### What to work on:
Gather every line in the rows below that contains the word "mask", and copy each such line in full. Matching is case-sensitive.
|---|
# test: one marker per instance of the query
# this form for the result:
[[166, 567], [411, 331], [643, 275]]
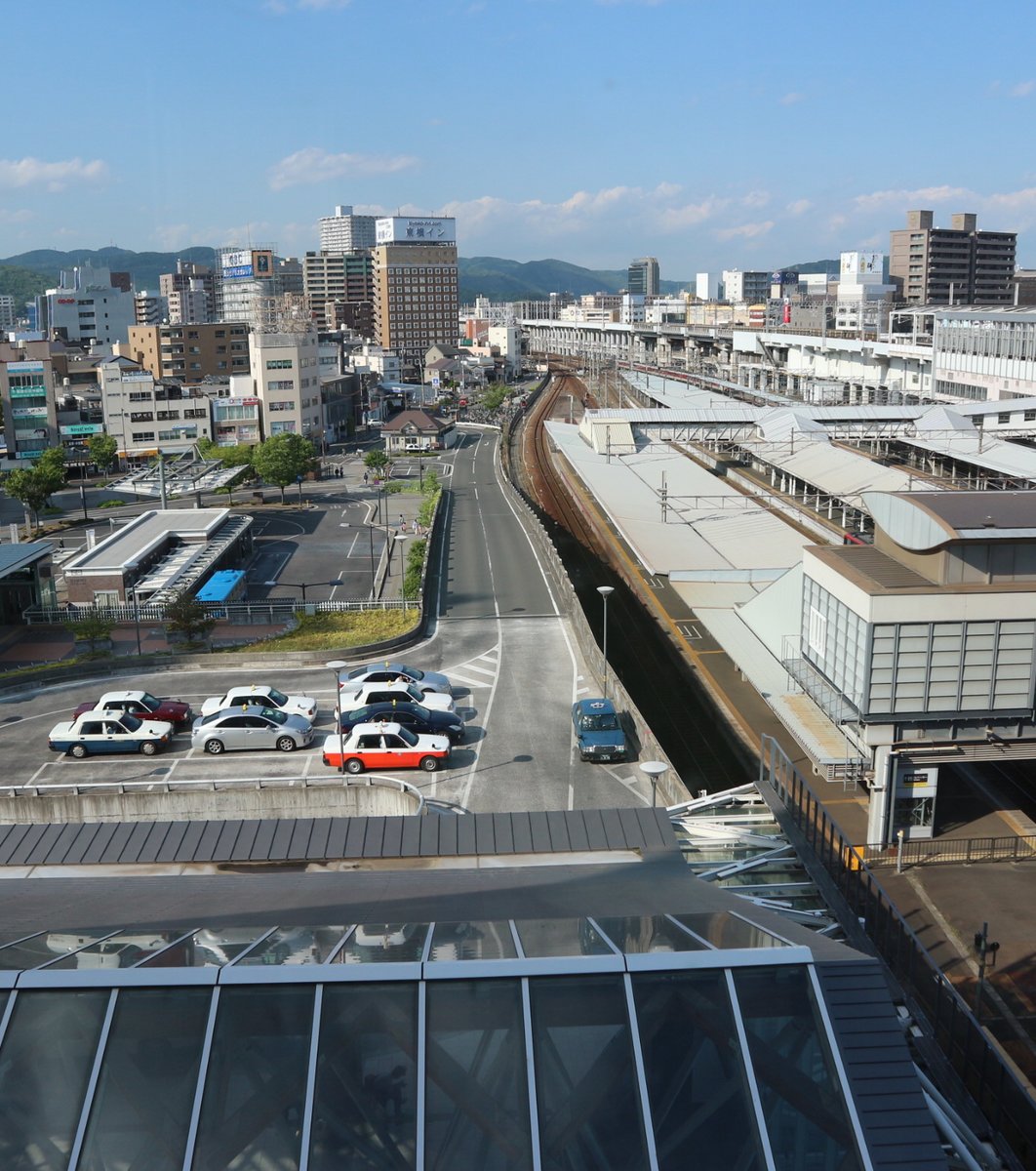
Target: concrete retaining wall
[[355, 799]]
|---|
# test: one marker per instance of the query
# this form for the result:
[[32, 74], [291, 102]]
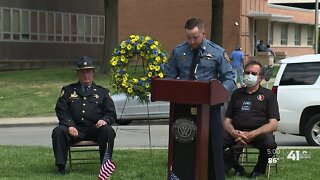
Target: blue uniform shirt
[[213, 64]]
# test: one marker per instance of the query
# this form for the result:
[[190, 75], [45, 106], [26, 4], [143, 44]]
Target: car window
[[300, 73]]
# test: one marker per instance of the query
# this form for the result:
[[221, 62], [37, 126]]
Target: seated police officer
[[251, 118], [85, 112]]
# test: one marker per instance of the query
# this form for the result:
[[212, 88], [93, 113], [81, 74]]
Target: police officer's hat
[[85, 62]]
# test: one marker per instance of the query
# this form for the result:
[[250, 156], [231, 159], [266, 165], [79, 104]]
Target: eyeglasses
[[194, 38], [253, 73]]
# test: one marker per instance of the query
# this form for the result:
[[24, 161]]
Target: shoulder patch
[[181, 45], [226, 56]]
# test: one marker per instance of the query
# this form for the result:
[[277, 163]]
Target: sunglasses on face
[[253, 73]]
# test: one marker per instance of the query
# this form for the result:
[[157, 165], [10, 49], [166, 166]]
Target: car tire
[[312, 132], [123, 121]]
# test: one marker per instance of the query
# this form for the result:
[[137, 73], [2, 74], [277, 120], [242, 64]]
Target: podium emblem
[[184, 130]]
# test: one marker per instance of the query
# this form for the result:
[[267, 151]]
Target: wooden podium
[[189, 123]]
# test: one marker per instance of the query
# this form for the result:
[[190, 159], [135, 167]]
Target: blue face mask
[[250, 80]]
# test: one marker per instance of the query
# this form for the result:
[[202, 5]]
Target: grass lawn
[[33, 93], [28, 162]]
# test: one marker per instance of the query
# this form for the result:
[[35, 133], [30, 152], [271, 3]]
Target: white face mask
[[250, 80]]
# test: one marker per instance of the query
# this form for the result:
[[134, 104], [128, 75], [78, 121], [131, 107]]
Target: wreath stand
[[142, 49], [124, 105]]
|---|
### Task solution:
Target: blue face mask
Target: white face mask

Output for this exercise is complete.